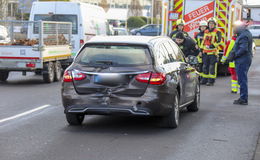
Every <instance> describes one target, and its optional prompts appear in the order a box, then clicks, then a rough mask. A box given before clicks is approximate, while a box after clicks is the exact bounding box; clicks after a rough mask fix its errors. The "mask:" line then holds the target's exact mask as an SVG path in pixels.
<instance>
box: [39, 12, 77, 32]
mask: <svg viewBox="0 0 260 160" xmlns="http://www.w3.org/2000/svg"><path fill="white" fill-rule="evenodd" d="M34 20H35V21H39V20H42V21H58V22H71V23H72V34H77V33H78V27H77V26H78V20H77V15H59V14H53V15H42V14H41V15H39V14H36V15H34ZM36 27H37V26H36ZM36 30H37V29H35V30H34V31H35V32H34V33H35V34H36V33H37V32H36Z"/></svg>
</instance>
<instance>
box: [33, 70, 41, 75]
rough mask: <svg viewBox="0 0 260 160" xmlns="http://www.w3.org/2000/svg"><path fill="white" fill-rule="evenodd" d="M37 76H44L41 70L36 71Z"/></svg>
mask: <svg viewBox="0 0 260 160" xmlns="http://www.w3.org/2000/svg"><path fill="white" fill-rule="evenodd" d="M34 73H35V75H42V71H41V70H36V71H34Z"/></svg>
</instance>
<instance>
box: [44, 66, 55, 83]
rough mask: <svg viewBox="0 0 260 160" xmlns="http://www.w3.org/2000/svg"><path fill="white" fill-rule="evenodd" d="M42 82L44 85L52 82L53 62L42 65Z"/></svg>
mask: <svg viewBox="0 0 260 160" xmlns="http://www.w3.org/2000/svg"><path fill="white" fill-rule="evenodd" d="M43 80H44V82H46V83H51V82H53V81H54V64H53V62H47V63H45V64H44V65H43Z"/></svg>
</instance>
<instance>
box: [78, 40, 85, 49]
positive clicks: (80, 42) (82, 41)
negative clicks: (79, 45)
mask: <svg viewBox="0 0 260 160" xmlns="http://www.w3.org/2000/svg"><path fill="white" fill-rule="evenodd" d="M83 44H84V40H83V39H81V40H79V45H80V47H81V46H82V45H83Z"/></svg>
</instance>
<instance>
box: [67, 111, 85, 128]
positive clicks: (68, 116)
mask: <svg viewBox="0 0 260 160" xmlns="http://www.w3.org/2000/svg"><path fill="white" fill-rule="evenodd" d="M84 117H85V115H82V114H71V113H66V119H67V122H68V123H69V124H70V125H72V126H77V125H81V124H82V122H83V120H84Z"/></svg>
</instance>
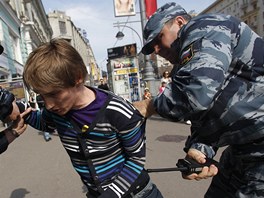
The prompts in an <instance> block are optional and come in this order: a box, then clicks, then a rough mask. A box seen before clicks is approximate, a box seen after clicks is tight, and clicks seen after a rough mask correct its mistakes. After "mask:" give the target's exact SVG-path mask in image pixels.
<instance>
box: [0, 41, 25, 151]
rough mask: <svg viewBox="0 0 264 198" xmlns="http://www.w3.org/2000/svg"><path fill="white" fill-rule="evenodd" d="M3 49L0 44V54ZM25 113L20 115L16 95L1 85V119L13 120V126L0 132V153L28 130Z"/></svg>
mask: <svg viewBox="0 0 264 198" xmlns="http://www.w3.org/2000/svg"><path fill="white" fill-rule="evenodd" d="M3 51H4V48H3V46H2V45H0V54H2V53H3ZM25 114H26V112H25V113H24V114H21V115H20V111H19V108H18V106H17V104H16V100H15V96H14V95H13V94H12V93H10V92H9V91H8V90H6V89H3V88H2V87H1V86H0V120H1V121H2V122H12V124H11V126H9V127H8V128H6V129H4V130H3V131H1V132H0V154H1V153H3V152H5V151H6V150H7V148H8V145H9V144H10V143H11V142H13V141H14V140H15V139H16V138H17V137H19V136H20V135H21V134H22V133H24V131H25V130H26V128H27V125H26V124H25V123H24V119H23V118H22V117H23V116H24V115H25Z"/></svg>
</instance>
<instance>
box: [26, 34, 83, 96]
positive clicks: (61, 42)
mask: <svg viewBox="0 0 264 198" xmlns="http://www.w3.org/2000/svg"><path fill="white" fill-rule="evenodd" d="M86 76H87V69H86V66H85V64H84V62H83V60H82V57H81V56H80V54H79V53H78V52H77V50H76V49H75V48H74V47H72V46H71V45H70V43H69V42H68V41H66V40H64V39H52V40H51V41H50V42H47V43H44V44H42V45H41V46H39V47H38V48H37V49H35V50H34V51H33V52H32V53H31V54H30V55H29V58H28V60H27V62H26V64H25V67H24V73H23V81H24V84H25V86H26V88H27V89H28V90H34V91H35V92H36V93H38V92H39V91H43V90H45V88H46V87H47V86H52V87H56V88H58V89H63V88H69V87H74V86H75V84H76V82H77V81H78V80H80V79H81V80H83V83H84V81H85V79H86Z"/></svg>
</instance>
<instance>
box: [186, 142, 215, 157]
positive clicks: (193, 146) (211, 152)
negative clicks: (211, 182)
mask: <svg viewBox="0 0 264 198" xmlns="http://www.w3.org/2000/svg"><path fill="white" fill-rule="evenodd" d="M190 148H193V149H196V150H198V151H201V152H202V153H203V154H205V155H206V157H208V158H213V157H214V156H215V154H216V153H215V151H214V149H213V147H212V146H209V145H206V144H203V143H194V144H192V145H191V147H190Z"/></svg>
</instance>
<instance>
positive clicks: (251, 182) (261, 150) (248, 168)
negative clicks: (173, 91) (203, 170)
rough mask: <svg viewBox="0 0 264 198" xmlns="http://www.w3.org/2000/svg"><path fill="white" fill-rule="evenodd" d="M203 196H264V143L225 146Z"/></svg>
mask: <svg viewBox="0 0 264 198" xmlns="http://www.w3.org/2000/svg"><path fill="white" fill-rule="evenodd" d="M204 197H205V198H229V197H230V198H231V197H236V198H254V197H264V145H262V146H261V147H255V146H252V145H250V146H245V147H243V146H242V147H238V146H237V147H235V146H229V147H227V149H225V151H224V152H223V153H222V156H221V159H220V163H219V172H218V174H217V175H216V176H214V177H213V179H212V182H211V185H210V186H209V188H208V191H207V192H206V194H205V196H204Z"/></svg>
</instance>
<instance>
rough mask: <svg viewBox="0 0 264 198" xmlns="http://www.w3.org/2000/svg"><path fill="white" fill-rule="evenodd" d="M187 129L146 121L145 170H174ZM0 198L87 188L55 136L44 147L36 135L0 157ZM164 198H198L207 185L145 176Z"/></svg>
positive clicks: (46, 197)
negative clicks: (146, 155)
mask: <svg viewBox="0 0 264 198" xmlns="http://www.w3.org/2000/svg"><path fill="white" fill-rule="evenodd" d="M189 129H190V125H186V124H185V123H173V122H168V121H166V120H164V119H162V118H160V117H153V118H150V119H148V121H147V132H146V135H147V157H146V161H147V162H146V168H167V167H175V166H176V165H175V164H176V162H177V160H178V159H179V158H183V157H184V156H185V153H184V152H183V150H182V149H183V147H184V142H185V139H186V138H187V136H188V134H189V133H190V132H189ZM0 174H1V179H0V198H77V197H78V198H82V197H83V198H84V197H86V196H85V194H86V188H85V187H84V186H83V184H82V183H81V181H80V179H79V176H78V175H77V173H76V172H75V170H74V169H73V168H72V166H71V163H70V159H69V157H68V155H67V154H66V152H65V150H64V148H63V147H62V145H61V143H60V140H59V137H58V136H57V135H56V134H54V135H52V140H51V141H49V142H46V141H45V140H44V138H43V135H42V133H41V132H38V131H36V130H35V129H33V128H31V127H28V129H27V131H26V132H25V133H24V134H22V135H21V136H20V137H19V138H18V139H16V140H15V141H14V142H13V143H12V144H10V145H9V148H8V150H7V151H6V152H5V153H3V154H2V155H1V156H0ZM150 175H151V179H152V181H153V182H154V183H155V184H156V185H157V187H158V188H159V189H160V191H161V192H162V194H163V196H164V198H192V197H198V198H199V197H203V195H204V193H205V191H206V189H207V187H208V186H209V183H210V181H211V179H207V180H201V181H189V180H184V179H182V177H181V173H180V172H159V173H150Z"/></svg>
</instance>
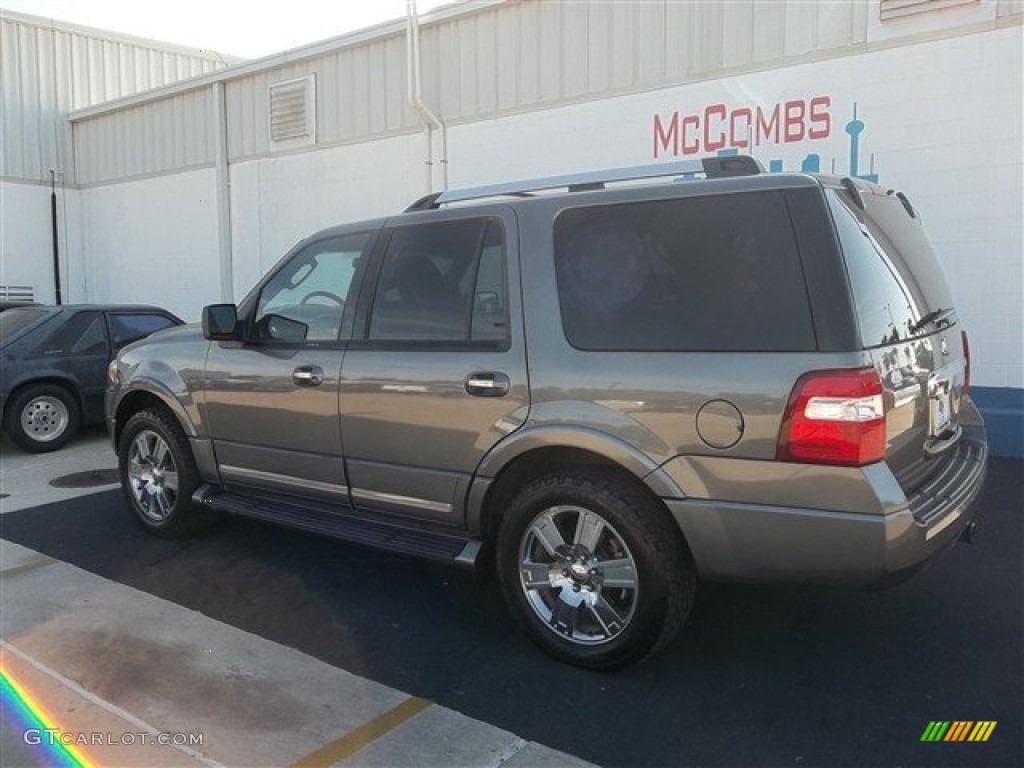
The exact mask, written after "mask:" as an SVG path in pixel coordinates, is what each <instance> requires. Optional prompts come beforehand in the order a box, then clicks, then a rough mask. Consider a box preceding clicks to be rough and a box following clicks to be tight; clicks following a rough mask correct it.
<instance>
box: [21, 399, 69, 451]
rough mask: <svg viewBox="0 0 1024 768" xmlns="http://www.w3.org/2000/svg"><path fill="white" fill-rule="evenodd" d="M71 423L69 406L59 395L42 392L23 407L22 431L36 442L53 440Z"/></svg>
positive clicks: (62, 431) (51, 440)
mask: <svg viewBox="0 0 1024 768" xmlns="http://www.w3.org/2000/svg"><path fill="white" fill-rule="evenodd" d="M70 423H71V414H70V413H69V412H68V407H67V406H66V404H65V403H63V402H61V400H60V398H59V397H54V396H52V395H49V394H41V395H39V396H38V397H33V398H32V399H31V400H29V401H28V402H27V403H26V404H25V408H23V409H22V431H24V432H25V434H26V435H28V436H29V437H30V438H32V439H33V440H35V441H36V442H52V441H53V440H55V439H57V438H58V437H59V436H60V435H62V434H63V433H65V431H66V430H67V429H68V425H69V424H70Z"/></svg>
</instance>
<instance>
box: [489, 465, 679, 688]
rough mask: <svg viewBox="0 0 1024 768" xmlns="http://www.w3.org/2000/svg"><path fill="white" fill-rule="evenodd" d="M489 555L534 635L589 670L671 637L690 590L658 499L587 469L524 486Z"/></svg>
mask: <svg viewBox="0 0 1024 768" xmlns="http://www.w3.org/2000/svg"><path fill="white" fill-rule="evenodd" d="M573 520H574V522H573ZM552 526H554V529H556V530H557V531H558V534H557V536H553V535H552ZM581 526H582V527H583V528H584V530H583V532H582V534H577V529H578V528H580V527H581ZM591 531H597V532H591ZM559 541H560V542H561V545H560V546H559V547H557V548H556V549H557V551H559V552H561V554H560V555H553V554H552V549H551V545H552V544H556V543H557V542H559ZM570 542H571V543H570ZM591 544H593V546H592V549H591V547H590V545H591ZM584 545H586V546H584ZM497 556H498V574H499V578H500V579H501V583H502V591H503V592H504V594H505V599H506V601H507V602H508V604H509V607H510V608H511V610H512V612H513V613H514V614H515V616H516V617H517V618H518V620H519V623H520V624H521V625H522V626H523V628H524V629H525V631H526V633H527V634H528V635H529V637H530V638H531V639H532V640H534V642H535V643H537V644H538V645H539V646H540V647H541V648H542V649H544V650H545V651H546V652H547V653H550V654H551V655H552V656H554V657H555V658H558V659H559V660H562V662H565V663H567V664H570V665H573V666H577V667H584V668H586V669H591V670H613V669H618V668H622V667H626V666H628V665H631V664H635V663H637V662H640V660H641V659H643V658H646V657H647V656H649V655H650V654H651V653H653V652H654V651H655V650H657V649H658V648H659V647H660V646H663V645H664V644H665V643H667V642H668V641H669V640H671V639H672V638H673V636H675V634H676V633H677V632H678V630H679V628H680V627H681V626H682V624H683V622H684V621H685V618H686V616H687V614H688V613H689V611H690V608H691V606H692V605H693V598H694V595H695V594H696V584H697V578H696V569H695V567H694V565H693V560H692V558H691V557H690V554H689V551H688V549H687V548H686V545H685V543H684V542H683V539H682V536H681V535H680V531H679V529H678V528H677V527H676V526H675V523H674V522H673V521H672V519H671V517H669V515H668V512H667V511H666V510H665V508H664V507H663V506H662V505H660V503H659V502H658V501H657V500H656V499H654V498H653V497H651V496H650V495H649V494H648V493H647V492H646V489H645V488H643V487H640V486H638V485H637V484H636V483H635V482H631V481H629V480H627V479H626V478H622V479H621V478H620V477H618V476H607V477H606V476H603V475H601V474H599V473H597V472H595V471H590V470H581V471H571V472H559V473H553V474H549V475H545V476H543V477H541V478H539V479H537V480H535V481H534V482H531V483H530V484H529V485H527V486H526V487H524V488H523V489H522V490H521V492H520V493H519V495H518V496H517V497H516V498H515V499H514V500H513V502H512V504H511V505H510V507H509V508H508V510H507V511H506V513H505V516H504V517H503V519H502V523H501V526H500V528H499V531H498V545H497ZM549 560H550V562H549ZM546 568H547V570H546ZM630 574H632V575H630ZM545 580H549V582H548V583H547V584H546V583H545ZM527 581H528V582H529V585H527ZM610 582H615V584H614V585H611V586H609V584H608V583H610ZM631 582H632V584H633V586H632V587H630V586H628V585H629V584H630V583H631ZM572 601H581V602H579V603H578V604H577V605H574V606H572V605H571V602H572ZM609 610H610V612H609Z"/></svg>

+-------+

(Prompt):
Using the entries above, give again exactly the lines from the line holding "box: [44, 66, 55, 83]" through the line holding "positive clicks: (80, 42) (82, 41)". Include both end lines and nothing else.

(Result):
box: [44, 66, 55, 83]
rough mask: <svg viewBox="0 0 260 160" xmlns="http://www.w3.org/2000/svg"><path fill="white" fill-rule="evenodd" d="M42 82L44 85L52 82L53 62L42 65Z"/></svg>
mask: <svg viewBox="0 0 260 160" xmlns="http://www.w3.org/2000/svg"><path fill="white" fill-rule="evenodd" d="M43 80H44V82H46V83H51V82H53V81H54V64H53V62H47V63H45V64H44V65H43Z"/></svg>
</instance>
<instance>
box: [78, 40, 85, 49]
positive clicks: (80, 42) (82, 41)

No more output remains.